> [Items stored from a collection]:
======

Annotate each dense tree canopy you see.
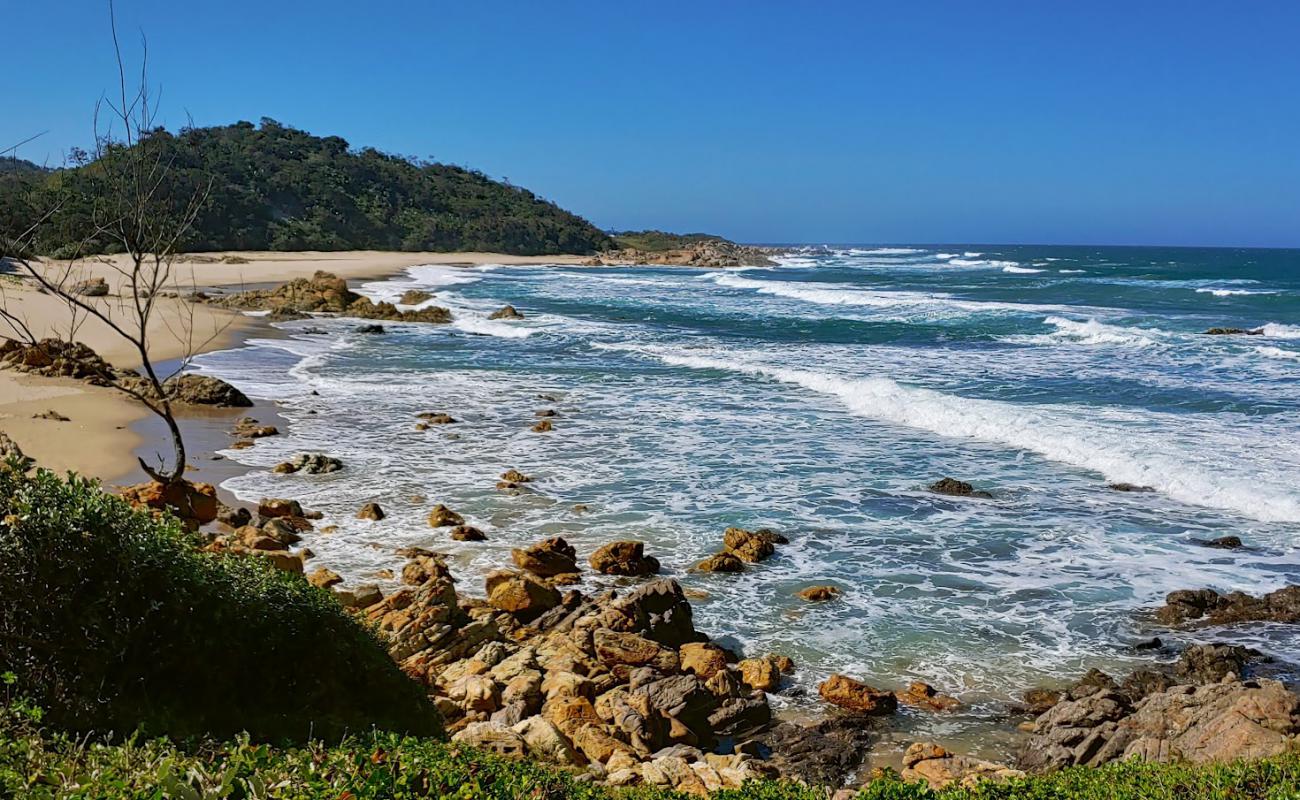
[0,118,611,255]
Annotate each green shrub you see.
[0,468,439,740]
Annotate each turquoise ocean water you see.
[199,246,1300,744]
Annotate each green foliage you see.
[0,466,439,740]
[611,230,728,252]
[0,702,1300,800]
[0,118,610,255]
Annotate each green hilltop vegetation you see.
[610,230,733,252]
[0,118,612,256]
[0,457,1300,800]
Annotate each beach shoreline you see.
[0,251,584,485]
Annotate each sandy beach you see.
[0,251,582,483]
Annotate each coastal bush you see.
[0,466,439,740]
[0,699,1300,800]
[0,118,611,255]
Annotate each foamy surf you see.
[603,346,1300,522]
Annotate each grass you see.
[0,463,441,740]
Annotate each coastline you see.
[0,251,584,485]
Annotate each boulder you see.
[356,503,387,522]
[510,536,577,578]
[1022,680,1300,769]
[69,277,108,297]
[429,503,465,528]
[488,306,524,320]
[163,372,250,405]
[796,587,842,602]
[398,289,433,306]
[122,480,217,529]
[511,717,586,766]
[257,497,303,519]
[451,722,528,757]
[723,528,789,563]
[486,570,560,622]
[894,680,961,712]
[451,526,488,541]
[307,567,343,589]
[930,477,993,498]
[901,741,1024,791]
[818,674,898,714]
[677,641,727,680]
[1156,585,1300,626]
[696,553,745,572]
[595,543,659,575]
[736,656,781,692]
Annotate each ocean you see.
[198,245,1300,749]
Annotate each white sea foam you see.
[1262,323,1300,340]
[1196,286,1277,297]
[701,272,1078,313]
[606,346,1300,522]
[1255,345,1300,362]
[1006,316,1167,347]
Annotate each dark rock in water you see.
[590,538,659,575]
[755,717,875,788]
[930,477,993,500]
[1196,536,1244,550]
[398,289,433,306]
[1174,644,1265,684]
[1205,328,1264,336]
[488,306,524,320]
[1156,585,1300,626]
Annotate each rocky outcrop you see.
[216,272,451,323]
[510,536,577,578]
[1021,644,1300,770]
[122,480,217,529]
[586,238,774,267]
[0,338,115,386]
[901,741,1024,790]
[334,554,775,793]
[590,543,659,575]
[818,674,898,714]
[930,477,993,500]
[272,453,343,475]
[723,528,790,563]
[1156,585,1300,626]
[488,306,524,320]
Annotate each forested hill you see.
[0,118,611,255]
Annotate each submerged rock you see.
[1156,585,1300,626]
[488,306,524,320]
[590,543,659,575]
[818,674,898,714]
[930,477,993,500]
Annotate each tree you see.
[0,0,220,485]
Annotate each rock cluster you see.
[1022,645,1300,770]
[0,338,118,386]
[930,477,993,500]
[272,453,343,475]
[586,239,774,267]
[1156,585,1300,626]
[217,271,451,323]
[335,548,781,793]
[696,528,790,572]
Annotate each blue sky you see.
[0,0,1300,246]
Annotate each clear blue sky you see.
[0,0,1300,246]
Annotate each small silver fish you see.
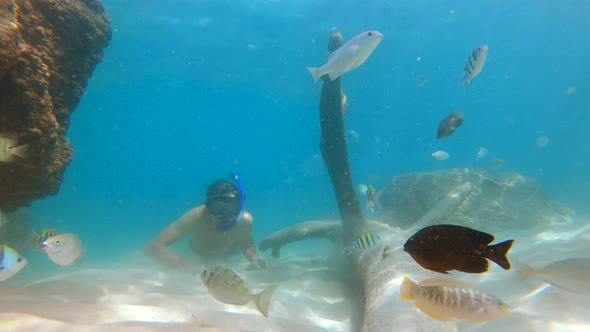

======

> [Goal of the exercise]: Arrange every line of the data above as a numbered list, skipping blank lines and leaving the pictures out.

> [Exercise response]:
1. Annotate each dense tree canopy you see.
2. [0,118,611,255]
3. Annotate each green shrub you see.
4. [0,468,439,740]
5. Annotate each turquoise ocean water you see.
6. [199,246,1300,744]
7. Annotate each green foliage you see.
8. [0,466,439,740]
9. [611,230,728,252]
10. [0,702,1300,800]
11. [0,118,610,255]
12. Annotate each green hilltop vegetation you see.
13. [610,230,733,252]
14. [0,118,612,256]
15. [0,457,1300,800]
16. Annotate each beach shoreline you see.
17. [0,251,584,485]
18. Annotate each sandy beach you see.
19. [0,251,582,483]
20. Annotate each coastal bush you see.
21. [0,466,439,740]
22. [0,699,1300,800]
23. [0,118,611,255]
24. Annotate each foamy surf you see.
25. [603,346,1300,522]
26. Annotate each grass you see.
27. [0,463,441,740]
28. Annotate each coastline you see.
29. [0,251,584,485]
30. Annotate each boulder you see.
31. [356,503,387,522]
32. [510,536,577,578]
33. [1022,680,1300,769]
34. [69,277,108,297]
35. [429,503,465,528]
36. [488,306,524,320]
37. [163,372,250,405]
38. [796,587,842,602]
39. [398,289,433,306]
40. [122,480,217,529]
41. [511,717,586,766]
42. [257,497,303,519]
43. [451,722,528,757]
44. [723,528,789,563]
45. [486,570,560,622]
46. [894,680,961,712]
47. [451,526,488,541]
48. [307,567,343,589]
49. [930,477,993,498]
50. [901,741,1024,791]
51. [818,674,898,714]
52. [677,641,727,680]
53. [1156,585,1300,626]
54. [696,553,745,572]
55. [595,543,659,575]
56. [736,656,781,692]
57. Annotate each ocean you see.
58. [198,245,1300,749]
59. Annotate each white sea foam you see.
60. [1262,323,1300,340]
61. [1196,286,1277,297]
62. [701,272,1078,313]
63. [606,346,1300,522]
64. [1255,345,1300,362]
65. [1006,316,1167,347]
66. Annotate each dark rock in water you see.
67. [590,538,659,575]
68. [755,717,875,788]
69. [930,477,993,500]
70. [1196,536,1244,550]
71. [398,289,433,306]
72. [1174,644,1265,684]
73. [1205,328,1264,336]
74. [488,306,524,320]
75. [1156,585,1300,626]
76. Annotate each rocky outcrop you see.
77. [216,272,451,323]
78. [510,536,577,578]
79. [1021,644,1300,770]
80. [122,480,217,529]
81. [586,238,774,267]
82. [0,338,115,386]
83. [901,741,1024,790]
84. [334,554,775,793]
85. [590,543,659,575]
86. [818,674,898,714]
87. [930,477,993,500]
88. [272,453,343,475]
89. [723,528,790,563]
90. [1156,585,1300,626]
91. [488,306,524,320]
92. Annotate each forested hill you see.
93. [0,118,611,255]
94. Annotate each submerged rock you see.
95. [1156,585,1300,626]
96. [488,306,524,320]
97. [590,543,659,575]
98. [818,674,898,714]
99. [930,477,993,500]
100. Annotate each tree you see.
101. [0,0,220,485]
102. Annotate each rock cluster you see.
103. [1022,645,1300,770]
104. [0,338,118,386]
105. [930,477,993,500]
106. [272,453,343,475]
107. [586,239,774,267]
108. [1156,585,1300,626]
109. [217,271,451,323]
110. [335,548,781,793]
111. [696,528,790,572]
112. Annotate each blue sky you see.
113. [0,0,1300,246]
114. Annotate each clear blue sky you see.
115. [0,0,1300,246]
116. Annotate each small silver fish you see.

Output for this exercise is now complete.